• **Short task a**: Print, word for word, only those rows starting with the line that contains "for the sky" and going on through the line that contains "[0,0,300,179]", including both of those lines.

• **Extract to read**:
Personal and Professional Investment
Actors in SPP social worlds entered them for various reasons and expressed different levels of investment in them (managers and facilitators unsurprisingly voicing the strongest ideological commitment). Many of the HR-managed (as opposed to some Faculty run) programs were voluntary; however, attendance on all HR-run SSPs was recorded on the staff member’s personal and professional record and required the approval of a line manager. Participants spoke of a variety of prompts and incentives, which had motivated them to attend particular courses, including taking time out, developing their career, and acting on the recommendation of a mentor or manager. Staff from corporate services in particular saw SSPs as a chance to up-skill in preparation for the next career move; for example, “I wanted to move forward with my career . . . so I went in thinking ‘I’ll make it work for me,’” and “Although you’re embedded in the contract you’re always thinking of what the next step is where you will be going.” The type of course recommended or offered to staff largely mirrored rank within the organization (Kezar and Lester 2009; Mumford, Campion, and Morgeson 2007), so being put forward for a leadership course could feel quite an achievement: “My line manager put me forward. . . . It’s quite a popular program, so it was quite flattering.”
Corporate service staff, most of whom followed “nomadic” career paths (Fixsen, Cranfield, and Ridge 2017), expressed few opinions about changes within the organization under study. Academics’ views concerning working life and job mobility were more critical, while redundancies and restructuring had left many with an attitude of cynical weariness. None spoke of leaving academia completely and those seeking career progression tended to seek it internally rather than in another place of work. As one senior female academic explained, moves between academic institutions generally applied to the young. Nevertheless several academics spoke about the importance of engaging in (and being seen to be engaged in) professional development; for example, “You must market and promote yourself, that’s the world we are in,” and “One does everything to be primed for any opportunities that come up.” In addition, a number of the academics on SSPs were “career hybrids” (Garoupa and Ginsburg 2011), combining faculty posts with other business roles. This suggests that the type of careerism emerging within HE is increasingly complex, with academics engaging in attempts to develop their role as entrepreneurial agents while maintaining their academic identity (Knights and Clarke 2013).
Self-Care and Gender
While some had attended SSPs purely for work or career reasons, most participants regarded their time on SSPs as time out or “me time”; for example, “It was a useful opportunity I think to get out of the office, and to look at the issues in my working life and say, ‘What do you really want?’” Residential events in particular were viewed as chances to focus on self and “to go out of university and out of that brain space.” Maintaining a distinction between course activities and the workplace was emphasized by facilitators, one of whom said, “don’t bring any work, don’t do anything.” Nevertheless some (especially academics) admitted that, with pressing deadlines to meet, they had left in the breaks and breached the SSP rules to look at emails or attend meetings.

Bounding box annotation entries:
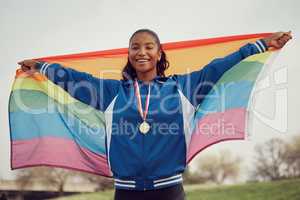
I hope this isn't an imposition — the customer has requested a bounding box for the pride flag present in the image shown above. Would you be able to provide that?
[9,33,272,177]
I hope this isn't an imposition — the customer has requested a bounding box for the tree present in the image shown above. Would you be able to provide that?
[197,150,242,184]
[285,136,300,178]
[252,138,287,180]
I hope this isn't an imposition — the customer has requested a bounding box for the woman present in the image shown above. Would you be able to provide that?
[19,29,291,200]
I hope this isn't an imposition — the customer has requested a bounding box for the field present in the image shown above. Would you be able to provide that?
[51,179,300,200]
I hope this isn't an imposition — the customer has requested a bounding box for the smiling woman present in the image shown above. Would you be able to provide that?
[122,29,169,81]
[12,29,291,200]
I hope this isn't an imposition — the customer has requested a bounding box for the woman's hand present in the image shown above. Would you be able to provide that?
[263,31,292,49]
[18,60,38,72]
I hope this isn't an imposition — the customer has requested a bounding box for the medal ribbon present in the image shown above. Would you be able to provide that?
[134,80,151,121]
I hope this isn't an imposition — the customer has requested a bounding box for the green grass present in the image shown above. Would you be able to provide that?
[52,179,300,200]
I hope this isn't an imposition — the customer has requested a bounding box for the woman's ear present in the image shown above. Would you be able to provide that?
[158,50,162,62]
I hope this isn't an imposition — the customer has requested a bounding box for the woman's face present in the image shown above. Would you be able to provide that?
[128,32,161,76]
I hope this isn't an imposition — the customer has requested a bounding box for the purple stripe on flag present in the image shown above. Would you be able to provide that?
[11,137,111,177]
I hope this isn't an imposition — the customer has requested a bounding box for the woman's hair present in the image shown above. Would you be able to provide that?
[122,29,170,80]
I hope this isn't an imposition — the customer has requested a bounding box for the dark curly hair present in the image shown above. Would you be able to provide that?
[122,29,170,80]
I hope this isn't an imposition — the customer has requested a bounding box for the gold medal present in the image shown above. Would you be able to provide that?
[139,121,150,134]
[134,80,151,134]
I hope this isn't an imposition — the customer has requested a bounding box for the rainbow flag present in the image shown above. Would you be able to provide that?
[9,33,272,177]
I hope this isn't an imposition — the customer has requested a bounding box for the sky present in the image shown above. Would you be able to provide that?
[0,0,300,179]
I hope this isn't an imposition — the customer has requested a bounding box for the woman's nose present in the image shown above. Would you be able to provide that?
[138,48,146,56]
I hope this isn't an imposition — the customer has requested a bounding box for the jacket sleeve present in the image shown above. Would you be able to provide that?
[37,62,120,111]
[175,40,268,107]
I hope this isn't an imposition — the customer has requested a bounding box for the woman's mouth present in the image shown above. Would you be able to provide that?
[136,58,149,63]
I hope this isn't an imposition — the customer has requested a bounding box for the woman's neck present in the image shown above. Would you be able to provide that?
[137,71,157,83]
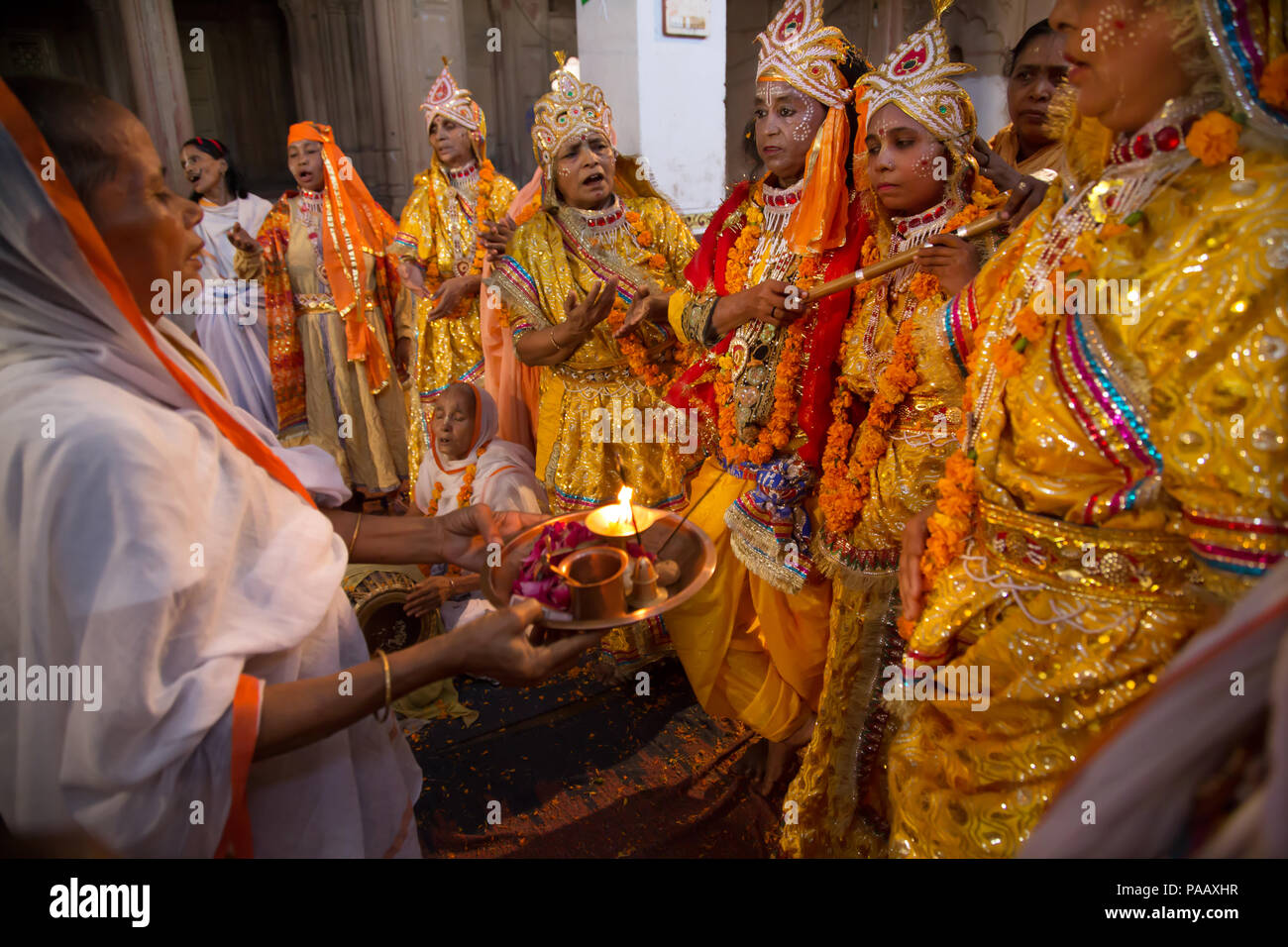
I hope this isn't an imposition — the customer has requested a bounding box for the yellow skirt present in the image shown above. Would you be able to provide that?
[666,460,832,741]
[290,309,407,496]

• **Short task b**: From the passage on professional development, output verbatim the portion starting with "Self-Care and Gender" and going on through "or attend meetings.".

• **Full solution a**:
I hope this isn't an imposition — the customer has requested a bounding box for the sky present in the image shown above. Would you be able to provide that?
[0,0,300,179]

• **Full solution b**:
Self-Care and Gender
While some had attended SSPs purely for work or career reasons, most participants regarded their time on SSPs as time out or “me time”; for example, “It was a useful opportunity I think to get out of the office, and to look at the issues in my working life and say, ‘What do you really want?’” Residential events in particular were viewed as chances to focus on self and “to go out of university and out of that brain space.” Maintaining a distinction between course activities and the workplace was emphasized by facilitators, one of whom said, “don’t bring any work, don’t do anything.” Nevertheless some (especially academics) admitted that, with pressing deadlines to meet, they had left in the breaks and breached the SSP rules to look at emails or attend meetings.